DATA —

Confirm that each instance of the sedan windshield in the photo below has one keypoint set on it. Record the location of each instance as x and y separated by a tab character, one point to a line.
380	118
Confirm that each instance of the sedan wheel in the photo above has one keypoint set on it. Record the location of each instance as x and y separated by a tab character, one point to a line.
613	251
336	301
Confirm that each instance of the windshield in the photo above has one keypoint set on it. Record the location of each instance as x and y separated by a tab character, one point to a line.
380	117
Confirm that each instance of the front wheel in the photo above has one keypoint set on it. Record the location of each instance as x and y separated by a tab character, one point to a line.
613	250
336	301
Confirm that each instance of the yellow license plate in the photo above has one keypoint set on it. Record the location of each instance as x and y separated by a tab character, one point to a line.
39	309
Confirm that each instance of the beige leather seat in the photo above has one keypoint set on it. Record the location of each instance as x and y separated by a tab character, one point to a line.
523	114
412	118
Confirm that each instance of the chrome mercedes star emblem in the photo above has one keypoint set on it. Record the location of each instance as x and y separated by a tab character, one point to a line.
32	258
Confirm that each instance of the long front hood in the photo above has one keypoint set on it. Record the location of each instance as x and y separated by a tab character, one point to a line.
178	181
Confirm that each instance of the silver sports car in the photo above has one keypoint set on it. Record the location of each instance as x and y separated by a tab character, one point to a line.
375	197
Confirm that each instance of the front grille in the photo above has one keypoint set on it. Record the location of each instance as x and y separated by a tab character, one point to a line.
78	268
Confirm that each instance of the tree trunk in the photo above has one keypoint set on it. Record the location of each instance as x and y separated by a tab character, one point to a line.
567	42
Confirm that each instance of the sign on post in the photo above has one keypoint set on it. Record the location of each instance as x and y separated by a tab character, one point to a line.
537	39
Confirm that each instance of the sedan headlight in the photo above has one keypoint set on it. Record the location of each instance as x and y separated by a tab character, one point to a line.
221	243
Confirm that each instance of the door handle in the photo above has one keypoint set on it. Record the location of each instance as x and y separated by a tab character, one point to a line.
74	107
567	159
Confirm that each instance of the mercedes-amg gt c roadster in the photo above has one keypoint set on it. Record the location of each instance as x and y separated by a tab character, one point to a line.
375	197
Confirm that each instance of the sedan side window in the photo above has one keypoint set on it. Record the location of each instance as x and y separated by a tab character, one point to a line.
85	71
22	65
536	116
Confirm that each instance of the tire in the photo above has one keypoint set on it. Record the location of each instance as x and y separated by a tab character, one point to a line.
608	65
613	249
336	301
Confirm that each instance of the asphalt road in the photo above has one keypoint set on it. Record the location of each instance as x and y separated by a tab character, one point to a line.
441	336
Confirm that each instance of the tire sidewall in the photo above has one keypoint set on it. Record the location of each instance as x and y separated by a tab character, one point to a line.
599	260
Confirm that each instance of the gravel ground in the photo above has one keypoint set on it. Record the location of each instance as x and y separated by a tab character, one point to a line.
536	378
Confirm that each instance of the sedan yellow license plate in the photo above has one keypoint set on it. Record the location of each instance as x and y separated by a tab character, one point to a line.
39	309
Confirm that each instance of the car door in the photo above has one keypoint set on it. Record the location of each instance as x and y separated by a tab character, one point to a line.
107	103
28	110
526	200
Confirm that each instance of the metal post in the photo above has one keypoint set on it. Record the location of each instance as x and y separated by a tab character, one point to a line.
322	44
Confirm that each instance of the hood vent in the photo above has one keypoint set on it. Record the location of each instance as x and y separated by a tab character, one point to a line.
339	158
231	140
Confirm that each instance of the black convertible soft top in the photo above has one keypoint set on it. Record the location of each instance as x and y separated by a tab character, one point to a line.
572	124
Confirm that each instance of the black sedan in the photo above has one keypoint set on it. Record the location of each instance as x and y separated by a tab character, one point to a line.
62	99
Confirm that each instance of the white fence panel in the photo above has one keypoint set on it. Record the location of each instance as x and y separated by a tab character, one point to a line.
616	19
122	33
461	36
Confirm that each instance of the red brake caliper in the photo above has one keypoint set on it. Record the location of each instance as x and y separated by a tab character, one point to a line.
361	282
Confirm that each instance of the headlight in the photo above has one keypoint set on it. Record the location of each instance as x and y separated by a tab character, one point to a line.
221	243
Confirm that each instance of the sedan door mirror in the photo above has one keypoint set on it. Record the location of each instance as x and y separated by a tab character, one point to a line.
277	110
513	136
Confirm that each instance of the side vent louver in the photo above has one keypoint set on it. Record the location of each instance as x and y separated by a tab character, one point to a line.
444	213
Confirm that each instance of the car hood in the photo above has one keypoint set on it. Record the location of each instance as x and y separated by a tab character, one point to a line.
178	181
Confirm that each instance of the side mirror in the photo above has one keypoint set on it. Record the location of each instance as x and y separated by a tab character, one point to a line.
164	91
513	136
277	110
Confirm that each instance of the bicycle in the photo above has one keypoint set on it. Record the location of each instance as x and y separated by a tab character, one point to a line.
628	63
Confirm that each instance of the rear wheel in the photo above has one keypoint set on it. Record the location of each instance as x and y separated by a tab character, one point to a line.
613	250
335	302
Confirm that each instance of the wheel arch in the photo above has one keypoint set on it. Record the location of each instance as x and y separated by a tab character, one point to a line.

EXERCISE OBJECTIVE — The answer should be the full listing, repeated without any change.

RESPONSE BELOW —
Confirm that each instance of the sedan windshield in the photo below has one keypoint set on it. Record the location of each instance as x and y separated by a tab character, one point to a line.
380	118
Confirm that each instance of the sedan wheel in the photo above has one keypoint set on it. Record the location of each instance as x and y separated by a tab character, one point to a line.
613	251
336	301
Confirm that each instance of the windshield in the photo above has one keypoint set on it. Record the location of each instance as x and y separated by a tab character, one point to a line.
380	117
Confirm that each instance of the front wheel in the photo above has one keypoint set on it. Record the location of each instance as x and y separated by a tab character, one point to a line.
613	250
336	301
Confirm that each instance of the yellow license plate in the photo above has one keypoint set on it. Record the location of each instance as x and y separated by a tab character, one point to a line.
39	309
Confirm that each instance of the beige leather seat in the photo above has one keypoint set on it. Record the location of each instance as x and y separated by a tab character, one point to a line.
523	114
412	118
Confirm that each instance of the chrome mercedes star emblem in the photo above has one keypoint set on it. Record the location of each instance as x and y separated by a tab character, one point to a line.
32	258
Confirm that each instance of the long front hood in the photo above has one keypoint set on it. Record the location of each instance as x and y separated by a tab character, one point to a line.
178	181
Confirm that each instance of the silver sports car in the photo above has one keypoint set on it. Record the location of each instance as x and y separated by a tab character, one point to a line.
375	197
Confirm that each instance of the front grille in the photo above has one keypoint set on it. Record the location of each instance as x and y separated by a tab character, one point to a line.
78	268
Confirm that each instance of the tree trunk in the photo above has one keypoint set on it. Record the location of each instance as x and y separated by a tab character, one point to a line.
567	42
Confirm that each instance of the sign on post in the photo above has one keypoint set on it. Record the location of each instance as x and y separated by a tab character, one point to a line.
537	39
Confirm that each instance of the sedan headlight in the photo above has one keypoint set on it. Record the location of each instance as x and y separated by a tab character, one point to a line.
221	243
Confirm that each instance of the door handle in the photo above has one keypoint set on it. Record the location of each instance as x and y separated by a tab character, one point to a line.
74	107
567	159
Confirm that each instance of the mercedes-amg gt c roadster in the photo above has one keypoint set on it. Record the location of each instance as x and y separated by a tab character, one point to a line.
375	197
Confirm that each instance of the sedan side window in the photo above has one keypoint set on it. Record the location of each instance as x and y separated by a tab character, one point to a line.
85	71
22	65
536	116
Confirm that each instance of the tire in the photo above has one keypoint set on it. Record the location of each instance as x and y separated by a tab character, one point to a line.
608	65
613	249
336	301
Confirm that each instance of the asphalt road in the photo above has one keypoint set on it. Record the location of each instance as x and y separated by a tab character, one point to a line.
441	336
Confirm that each instance of the tire sidewall in the photo above has one keypoint set on it. Record the location of each instance as x and y separated by a tab character, one point to a line.
599	260
Confirm that each instance of the gravel ground in the photo above has one keypoint set on it. Record the location of each instance as x and y separated by a tab character, one point to a line.
536	378
Confirm that each instance of the sedan yellow license plate in the photo above has one keypoint set on it. Record the location of each instance as x and y separated by a tab character, one point to a line.
39	309
Confirm that each instance of the car door in the photo above has one keypoint set on it. Record the location of each instance as x and y separated by a tab character, one point to a line.
107	103
28	110
526	200
Confirm that each instance of the metal post in the photo above has one keypoint set on it. Record the location of each instance as x and y separated by a tab character, one point to a line.
322	44
Confirm that each instance of the hood vent in the photo above has one keypoint set on it. Record the location of each instance as x and y separated by a tab character, one point to a line.
339	158
231	140
Confirm that each instance of the black convertible soft top in the photo above has one keypoint set on it. Record the location of each instance as x and y separated by a tab character, one point to a line.
572	124
Confirm that each instance of the black sedan in the photo above has one keypoint set on it. Record the location of each instance as x and y separated by a tab character, one point to a line.
62	99
Confirm that each instance of the white fence panel in the photo above has one keypoint set on it. Record the location of each instance as x and y separated by a tab character, one point to a line.
616	19
122	33
461	36
Confirm that each instance of the red brake caliper in the photo above has one keypoint set on it. Record the location of each instance as x and y separated by a tab character, one point to a line.
361	282
Confirm that each instance of the headlight in the photo above has one keypoint set on it. Record the location of each instance as x and y separated by a tab character, one point to a line.
221	243
Confirm that each instance of the sedan door mirror in the photo above has one keypoint set on it. Record the location of each instance as x and y separated by a tab character, one point to a line.
277	110
513	136
Confirm that each instance of the side vent louver in the photo above has one keypoint set on it. Record the location of each instance as x and y separated by a tab character, one point to a line.
444	213
Confirm that each instance of the car hood in the photo above has one keypoint set on it. Record the location of each instance as x and y separated by a tab character, one point to a line.
178	181
Confirm that each instance of the side mirror in the photo above has one keypoint set on it. Record the location of each instance as x and y separated by a tab character, one point to a line.
164	91
513	136
277	110
Confirm that each instance of the bicycle in the photo above has one keypoint set on it. Record the location of each instance as x and y separated by a tab character, one point to a line.
628	63
Confirm that each instance of the rear wheel in the photo above has one keypoint set on it. Record the location of each instance as x and y separated by a tab character, one point to a line.
613	250
335	302
Confirm that each instance of the wheel arch in the photo above has one keypoint set on it. Record the location of each instance as x and y separated by a tab character, one point to a line.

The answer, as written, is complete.